> [Data supplied]:

--

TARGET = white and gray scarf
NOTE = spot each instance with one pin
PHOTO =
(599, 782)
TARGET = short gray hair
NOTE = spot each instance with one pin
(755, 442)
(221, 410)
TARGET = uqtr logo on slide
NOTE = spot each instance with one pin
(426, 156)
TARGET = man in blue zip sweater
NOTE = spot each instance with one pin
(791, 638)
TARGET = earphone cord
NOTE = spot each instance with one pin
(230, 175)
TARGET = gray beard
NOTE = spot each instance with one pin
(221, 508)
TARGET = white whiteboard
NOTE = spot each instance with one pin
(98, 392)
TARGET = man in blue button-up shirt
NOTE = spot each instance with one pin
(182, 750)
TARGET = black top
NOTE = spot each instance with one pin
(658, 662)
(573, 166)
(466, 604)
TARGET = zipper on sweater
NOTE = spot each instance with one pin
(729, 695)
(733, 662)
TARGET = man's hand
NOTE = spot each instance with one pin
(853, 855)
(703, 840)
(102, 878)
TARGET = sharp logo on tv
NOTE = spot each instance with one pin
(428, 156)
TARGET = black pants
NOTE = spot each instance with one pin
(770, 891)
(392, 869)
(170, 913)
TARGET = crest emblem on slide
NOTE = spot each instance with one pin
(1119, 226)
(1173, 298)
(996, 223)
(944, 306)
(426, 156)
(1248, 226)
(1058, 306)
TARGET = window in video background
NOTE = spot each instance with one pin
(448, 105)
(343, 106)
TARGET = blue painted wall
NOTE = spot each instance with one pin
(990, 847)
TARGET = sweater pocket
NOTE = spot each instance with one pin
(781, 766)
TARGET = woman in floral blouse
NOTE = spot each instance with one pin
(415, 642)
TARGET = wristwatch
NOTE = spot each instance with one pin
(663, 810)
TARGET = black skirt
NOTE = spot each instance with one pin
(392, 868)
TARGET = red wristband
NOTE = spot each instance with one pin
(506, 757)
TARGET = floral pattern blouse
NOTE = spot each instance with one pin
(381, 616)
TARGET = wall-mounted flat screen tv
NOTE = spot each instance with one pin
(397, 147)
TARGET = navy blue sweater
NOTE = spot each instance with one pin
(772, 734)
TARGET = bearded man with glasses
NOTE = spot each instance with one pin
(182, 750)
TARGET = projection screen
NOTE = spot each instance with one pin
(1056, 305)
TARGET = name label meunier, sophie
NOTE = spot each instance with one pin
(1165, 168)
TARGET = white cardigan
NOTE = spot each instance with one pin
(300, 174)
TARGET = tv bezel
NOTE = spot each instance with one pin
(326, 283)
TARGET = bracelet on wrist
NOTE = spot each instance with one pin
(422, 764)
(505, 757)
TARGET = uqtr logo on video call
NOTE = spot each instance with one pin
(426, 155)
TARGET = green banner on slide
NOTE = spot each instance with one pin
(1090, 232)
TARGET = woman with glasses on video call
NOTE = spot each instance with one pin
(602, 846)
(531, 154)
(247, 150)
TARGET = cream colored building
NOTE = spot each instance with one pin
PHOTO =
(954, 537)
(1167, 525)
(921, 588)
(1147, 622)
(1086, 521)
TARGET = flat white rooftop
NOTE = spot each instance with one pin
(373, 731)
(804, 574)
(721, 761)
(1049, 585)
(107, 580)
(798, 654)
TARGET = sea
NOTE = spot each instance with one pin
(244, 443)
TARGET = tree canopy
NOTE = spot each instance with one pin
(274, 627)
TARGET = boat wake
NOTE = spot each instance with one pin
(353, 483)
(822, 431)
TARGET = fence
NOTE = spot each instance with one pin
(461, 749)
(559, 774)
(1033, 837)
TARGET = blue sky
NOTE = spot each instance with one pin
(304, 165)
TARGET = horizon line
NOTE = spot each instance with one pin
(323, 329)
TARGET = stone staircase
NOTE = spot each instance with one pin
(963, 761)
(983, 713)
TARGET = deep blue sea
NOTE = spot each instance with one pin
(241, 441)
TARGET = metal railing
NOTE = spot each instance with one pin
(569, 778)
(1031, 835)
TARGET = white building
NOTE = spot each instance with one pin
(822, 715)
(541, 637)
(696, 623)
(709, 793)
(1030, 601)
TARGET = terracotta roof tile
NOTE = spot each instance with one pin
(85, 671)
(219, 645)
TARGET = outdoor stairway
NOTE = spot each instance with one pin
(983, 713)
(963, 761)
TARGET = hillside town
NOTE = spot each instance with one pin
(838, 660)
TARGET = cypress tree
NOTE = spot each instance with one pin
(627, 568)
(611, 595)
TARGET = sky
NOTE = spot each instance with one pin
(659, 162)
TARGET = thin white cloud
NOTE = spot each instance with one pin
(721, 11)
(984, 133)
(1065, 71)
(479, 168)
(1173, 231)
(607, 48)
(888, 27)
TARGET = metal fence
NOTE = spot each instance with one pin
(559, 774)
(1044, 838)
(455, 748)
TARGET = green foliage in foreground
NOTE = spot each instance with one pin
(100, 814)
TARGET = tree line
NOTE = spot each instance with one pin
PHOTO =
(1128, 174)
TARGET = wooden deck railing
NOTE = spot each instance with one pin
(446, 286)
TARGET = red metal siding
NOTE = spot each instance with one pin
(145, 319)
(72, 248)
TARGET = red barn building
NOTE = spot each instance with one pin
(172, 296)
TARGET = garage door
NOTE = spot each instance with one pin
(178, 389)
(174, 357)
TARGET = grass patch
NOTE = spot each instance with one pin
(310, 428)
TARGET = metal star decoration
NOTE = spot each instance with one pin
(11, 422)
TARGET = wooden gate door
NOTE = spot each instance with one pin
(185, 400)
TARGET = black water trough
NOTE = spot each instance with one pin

--

> [Exercise]:
Reproduce the data above, swapping "spot each instance with one pin" for "mark every instance with a single point" wherever it appears and keeping every other line unchanged.

> [Exercise answer]:
TARGET = white and gray scarf
NOTE = mark every instance with a single point
PHOTO =
(599, 782)
TARGET = short gray hair
NOTE = mark every instance with a single point
(755, 442)
(221, 410)
TARGET = uqtr logo on slide
NOTE = mark every instance with a single point
(426, 156)
TARGET = man in blue zip sweater
NOTE = mark every instance with a single point
(791, 638)
TARGET = earphone cord
NOTE = mark every instance with a single point
(230, 175)
TARGET = gray beard
NOTE = mark every instance with a single point
(221, 508)
TARGET = white whiteboard
NOTE = mark every instance with a single point
(98, 392)
TARGET = man in blue button-up shirt
NOTE = mark every instance with a single point
(182, 750)
TARGET = black top
NOTE = mark every instance with a single point
(658, 662)
(573, 166)
(466, 604)
TARGET = zipper on sweater
NOTE = mark every instance with a single point
(729, 695)
(733, 662)
TARGET = man's hand
NOTE = mark every instance with a single point
(853, 855)
(703, 840)
(102, 878)
TARGET = sharp logo on tv
NOTE = mark every instance with a single point
(428, 156)
TARGET = black pants
NOTE = mark every instance with a single point
(770, 891)
(392, 869)
(170, 913)
TARGET = crest emblem on slide
NOTE = mark every instance with a single point
(1119, 226)
(1173, 298)
(996, 223)
(944, 306)
(426, 156)
(1248, 226)
(1058, 306)
TARGET = window in video background
NOTE = mark every instance with a single point
(448, 105)
(343, 106)
TARGET = blue painted wall
NOTE = mark every instance with a single point
(990, 847)
TARGET = sweater pocket
NOTE = mark every instance with a single point
(781, 766)
TARGET = woman in floral blouse
NOTE = mark every instance with a single point
(415, 642)
TARGET = wristwatch
NOTE = mark every instance with a single point
(663, 810)
TARGET = black skirt
NOTE = mark every instance with a single point
(392, 868)
TARGET = red wristband
NOTE = mark every instance with a single point
(506, 757)
TARGET = floral pattern blouse
NOTE = mark every instance with a single point
(381, 616)
TARGET = wall-mounted flat screen tv
NOTE = mark every instance with a single point
(397, 147)
TARGET = navy blue sweater
NOTE = mark every instance with a single point
(772, 734)
TARGET = bearded man with glasses
NOTE = mark every instance with a single point
(182, 750)
TARGET = projection screen
NOTE = mark every instance with a single point
(1056, 305)
TARGET = name label meunier, sophie
NOTE = mark every instance with a single point
(1165, 168)
TARGET = white cardigan
NOTE = mark every instance with a single point
(300, 174)
TARGET = tv bezel
NOTE = mark every instance with a single point
(326, 283)
TARGET = bracelet on wrist
NOTE = mark every instance with a single point
(422, 764)
(505, 757)
TARGET = uqtr logo on video call
NOTE = mark every instance with a single point
(426, 155)
TARGET = green banner on slide
NOTE = mark every instance with a single point
(1090, 232)
TARGET = woman with glasses on video call
NOTE = mark every instance with a single point
(602, 846)
(531, 154)
(247, 150)
TARGET = cream colored building
NOTE = mark every instance with a single point
PHOTO =
(954, 537)
(1167, 525)
(921, 588)
(1147, 622)
(1086, 521)
TARGET = flat white rooftop
NOTE = mark every instance with a single point
(373, 731)
(804, 574)
(721, 761)
(1049, 585)
(107, 580)
(798, 654)
TARGET = sea
NOTE = mark every instance with a single point
(244, 443)
TARGET = tree canopy
NOTE = mark every instance with a single point
(274, 627)
TARGET = boat wake
NOTE = mark every instance with a single point
(353, 483)
(822, 431)
TARGET = fence
NOTE = mark every instance with a single point
(461, 749)
(559, 774)
(1033, 837)
TARGET = blue sky
NOTE = mark every instance with a single point
(304, 165)
TARGET = horizon line
NOTE = mark every instance with a single point
(323, 329)
TARGET = stone staircase
NOTE = mark every instance with a single point
(963, 761)
(983, 713)
TARGET = deep blue sea
NOTE = mark every instance with a single point
(241, 441)
TARGET = metal railing
NOTE = mark every instance with a single point
(569, 778)
(1031, 835)
TARGET = white building
NOTE = mark every instance with a single point
(822, 715)
(541, 637)
(696, 623)
(709, 793)
(1030, 601)
TARGET = terracotta roof tile
NOTE = mark every instance with a single point
(85, 671)
(219, 645)
TARGET = outdoor stairway
NOTE = mark every instance with a single point
(983, 713)
(963, 761)
TARGET = hillside town
NOTE = mark every instance with a single point
(838, 660)
TARGET = cypress tree
NOTE = mark every instance with a single point
(627, 568)
(611, 595)
TARGET = sky
NOTE = mark every instance with a single point
(659, 162)
TARGET = thin white cloud
NOTE = mark every instance with a single point
(721, 11)
(984, 133)
(1065, 71)
(479, 168)
(1173, 231)
(607, 48)
(888, 27)
TARGET = metal fence
NOTE = mark every instance with a single point
(559, 774)
(1044, 838)
(455, 748)
TARGET = green foliage in foreground
NOTE = mark every instance with a single point
(100, 814)
TARGET = tree line
NOTE = mark every instance with a single point
PHOTO =
(1128, 174)
TARGET = wooden deck railing
NOTE = mark every instance with a single point
(446, 286)
TARGET = red metal siding
NOTE = mark every instance with a single point
(145, 319)
(72, 248)
TARGET = red barn building
NOTE = mark every instance with a single point
(172, 296)
TARGET = garage door
NOTE = mark every instance with a single point
(178, 389)
(174, 357)
TARGET = grass patch
NOTE = mark every instance with a single point
(310, 428)
TARGET = metal star decoration
NOTE = mark every instance with a single point
(11, 422)
TARGET = wooden gate door
NOTE = mark every instance with a single point
(185, 400)
TARGET = black water trough
NOTE = mark every instance with a single point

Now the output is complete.